* EXERCISE GOAL
Copy exactly, and only, the lines from the line containing "the asphalt parking" through the last line of the records below, both included.

[Records contained in a dataset]
►

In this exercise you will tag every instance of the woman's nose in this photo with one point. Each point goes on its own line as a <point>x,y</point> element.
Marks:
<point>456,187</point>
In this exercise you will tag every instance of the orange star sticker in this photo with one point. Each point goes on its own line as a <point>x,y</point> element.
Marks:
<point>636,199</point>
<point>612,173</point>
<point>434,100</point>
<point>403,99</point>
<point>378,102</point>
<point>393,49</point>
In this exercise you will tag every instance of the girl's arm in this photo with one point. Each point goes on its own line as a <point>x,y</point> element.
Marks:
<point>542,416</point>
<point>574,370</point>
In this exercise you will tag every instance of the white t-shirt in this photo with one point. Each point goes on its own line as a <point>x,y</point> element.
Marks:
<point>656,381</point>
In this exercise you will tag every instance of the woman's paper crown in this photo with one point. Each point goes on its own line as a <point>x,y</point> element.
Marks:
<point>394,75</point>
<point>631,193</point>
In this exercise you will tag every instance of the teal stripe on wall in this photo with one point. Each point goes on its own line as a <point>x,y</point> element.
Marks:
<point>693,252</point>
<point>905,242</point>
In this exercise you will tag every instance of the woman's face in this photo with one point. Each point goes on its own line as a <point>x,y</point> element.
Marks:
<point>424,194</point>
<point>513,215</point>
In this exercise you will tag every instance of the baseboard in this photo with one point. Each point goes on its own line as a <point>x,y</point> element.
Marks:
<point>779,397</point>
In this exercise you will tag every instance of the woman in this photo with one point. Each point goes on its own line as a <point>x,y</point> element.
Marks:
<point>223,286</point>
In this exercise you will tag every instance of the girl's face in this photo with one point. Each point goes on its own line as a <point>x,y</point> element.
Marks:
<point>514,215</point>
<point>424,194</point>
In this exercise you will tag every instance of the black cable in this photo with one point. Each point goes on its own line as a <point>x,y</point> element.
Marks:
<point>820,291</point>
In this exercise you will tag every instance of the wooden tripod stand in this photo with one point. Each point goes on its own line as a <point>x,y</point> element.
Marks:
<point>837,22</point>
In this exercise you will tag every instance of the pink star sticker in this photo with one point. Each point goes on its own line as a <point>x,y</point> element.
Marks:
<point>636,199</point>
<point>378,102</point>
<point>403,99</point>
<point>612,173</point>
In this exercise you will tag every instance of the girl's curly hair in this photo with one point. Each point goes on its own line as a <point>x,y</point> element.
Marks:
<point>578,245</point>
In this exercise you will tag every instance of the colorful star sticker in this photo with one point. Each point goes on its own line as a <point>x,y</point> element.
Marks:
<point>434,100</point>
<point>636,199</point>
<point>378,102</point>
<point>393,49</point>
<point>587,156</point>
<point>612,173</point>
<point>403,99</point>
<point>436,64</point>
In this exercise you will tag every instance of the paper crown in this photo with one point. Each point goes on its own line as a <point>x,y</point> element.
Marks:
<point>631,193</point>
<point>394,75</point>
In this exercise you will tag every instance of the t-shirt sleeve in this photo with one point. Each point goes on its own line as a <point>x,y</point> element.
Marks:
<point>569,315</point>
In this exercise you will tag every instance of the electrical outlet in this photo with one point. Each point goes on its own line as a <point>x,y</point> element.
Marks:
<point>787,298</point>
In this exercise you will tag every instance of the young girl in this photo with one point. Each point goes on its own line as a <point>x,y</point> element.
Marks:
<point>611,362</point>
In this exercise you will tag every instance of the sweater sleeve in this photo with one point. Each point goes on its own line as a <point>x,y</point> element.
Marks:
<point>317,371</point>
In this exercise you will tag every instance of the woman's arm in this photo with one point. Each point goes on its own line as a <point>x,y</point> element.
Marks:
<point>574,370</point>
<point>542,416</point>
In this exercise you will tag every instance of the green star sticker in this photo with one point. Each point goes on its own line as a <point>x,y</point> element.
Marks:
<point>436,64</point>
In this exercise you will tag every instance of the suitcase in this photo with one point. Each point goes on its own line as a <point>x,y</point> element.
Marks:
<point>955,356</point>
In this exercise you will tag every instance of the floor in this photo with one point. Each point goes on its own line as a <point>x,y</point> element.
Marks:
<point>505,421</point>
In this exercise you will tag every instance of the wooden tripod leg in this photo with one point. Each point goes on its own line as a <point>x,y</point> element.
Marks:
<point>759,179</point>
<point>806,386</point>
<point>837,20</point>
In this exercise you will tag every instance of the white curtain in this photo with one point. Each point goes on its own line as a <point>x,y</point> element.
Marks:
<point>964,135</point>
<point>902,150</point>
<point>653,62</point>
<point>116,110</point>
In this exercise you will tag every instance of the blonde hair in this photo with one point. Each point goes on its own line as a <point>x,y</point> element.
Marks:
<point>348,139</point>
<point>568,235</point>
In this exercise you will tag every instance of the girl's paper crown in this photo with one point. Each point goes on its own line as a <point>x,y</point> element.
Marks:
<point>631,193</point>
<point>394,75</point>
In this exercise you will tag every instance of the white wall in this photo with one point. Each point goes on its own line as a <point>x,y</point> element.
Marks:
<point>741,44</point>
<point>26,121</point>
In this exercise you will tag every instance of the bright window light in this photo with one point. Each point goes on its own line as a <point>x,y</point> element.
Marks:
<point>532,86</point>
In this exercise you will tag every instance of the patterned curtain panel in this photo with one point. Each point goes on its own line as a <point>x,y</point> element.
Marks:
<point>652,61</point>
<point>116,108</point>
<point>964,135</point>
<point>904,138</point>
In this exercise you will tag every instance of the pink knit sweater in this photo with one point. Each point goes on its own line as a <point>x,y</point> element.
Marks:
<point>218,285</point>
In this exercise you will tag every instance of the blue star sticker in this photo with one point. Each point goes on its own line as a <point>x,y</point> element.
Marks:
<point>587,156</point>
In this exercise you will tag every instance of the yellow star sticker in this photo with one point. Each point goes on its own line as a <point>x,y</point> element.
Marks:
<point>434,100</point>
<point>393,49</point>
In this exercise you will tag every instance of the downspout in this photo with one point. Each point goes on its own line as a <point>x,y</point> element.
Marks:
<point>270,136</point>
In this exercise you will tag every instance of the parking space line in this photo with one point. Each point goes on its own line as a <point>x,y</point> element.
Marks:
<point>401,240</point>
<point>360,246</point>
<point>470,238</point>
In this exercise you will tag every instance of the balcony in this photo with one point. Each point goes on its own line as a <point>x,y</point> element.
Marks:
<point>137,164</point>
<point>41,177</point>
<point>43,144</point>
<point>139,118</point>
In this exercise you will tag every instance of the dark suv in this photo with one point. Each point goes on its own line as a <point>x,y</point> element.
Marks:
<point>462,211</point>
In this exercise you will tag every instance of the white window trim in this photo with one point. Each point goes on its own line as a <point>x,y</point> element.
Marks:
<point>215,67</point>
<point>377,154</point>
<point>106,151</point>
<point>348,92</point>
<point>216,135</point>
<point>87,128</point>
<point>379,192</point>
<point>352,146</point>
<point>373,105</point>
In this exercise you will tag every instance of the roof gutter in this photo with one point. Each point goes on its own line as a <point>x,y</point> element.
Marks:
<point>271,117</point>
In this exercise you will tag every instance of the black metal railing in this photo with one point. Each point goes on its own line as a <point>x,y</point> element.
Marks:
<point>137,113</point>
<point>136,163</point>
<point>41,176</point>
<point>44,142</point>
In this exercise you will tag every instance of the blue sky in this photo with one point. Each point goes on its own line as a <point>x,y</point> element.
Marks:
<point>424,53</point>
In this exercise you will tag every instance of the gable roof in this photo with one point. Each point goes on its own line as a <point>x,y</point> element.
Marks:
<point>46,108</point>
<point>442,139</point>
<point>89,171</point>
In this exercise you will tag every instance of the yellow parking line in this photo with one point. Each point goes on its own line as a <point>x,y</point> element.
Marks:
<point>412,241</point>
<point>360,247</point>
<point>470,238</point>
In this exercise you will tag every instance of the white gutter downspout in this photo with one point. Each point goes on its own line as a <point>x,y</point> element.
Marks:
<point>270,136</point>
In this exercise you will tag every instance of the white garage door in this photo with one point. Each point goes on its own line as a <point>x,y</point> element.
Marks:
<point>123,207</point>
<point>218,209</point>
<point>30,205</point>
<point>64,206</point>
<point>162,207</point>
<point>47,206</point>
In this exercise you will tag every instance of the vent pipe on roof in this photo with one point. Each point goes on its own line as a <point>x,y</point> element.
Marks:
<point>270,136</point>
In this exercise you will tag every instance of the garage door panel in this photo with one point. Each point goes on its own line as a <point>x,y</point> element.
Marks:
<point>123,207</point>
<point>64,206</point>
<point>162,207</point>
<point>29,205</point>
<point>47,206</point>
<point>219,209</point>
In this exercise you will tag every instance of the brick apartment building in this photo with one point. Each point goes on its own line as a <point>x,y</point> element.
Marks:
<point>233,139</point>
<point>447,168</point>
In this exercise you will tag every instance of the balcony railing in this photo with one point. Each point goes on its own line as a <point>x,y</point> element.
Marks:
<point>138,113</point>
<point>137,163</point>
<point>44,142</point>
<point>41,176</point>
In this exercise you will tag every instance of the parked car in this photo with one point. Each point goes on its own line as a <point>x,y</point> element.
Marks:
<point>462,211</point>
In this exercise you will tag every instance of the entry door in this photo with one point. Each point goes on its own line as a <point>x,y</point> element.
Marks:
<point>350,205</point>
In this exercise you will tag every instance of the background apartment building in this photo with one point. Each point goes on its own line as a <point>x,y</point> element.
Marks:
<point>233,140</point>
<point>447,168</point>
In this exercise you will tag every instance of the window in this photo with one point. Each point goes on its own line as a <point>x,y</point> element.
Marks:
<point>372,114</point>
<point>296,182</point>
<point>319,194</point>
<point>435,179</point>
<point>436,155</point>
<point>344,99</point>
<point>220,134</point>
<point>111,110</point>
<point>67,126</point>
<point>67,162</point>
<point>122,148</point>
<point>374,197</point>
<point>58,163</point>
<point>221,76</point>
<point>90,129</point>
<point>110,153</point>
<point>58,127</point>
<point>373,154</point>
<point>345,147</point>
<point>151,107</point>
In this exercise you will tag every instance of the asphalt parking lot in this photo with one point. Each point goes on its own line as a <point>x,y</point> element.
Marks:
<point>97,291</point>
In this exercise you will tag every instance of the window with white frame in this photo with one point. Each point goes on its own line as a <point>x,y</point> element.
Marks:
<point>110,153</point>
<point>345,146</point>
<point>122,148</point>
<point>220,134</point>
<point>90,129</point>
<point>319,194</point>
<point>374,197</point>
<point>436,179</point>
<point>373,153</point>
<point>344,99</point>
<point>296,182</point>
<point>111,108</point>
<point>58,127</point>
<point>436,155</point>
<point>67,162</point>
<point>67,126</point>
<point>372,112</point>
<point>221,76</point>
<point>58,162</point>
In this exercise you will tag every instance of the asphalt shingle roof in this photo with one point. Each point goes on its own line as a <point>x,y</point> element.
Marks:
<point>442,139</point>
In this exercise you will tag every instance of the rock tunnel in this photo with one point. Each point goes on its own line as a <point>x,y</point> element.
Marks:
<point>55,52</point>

◄

* THE ANSWER
In this exercise you will tag every instance of the asphalt parking lot in this photo with one point. Each point goes on its own line as a <point>x,y</point> element.
Marks:
<point>97,291</point>
In this exercise you will tag every instance of the window with white frame in this photo with one point. Each point goes on its own line as a <point>x,y</point> element.
Marks:
<point>110,153</point>
<point>345,146</point>
<point>122,148</point>
<point>220,134</point>
<point>90,129</point>
<point>319,194</point>
<point>374,197</point>
<point>436,179</point>
<point>373,153</point>
<point>344,99</point>
<point>296,182</point>
<point>111,108</point>
<point>58,127</point>
<point>436,155</point>
<point>67,162</point>
<point>67,126</point>
<point>372,112</point>
<point>221,76</point>
<point>58,162</point>
In this exercise you will tag every instance of the asphalt shingle roof in this photo with one point. Each point goes on its own line as a <point>x,y</point> element.
Marks:
<point>442,139</point>
In this exercise you will tag every instance of the rock tunnel in this photo with one point. Each point goes on its own line as a <point>x,y</point> element.
Marks:
<point>55,52</point>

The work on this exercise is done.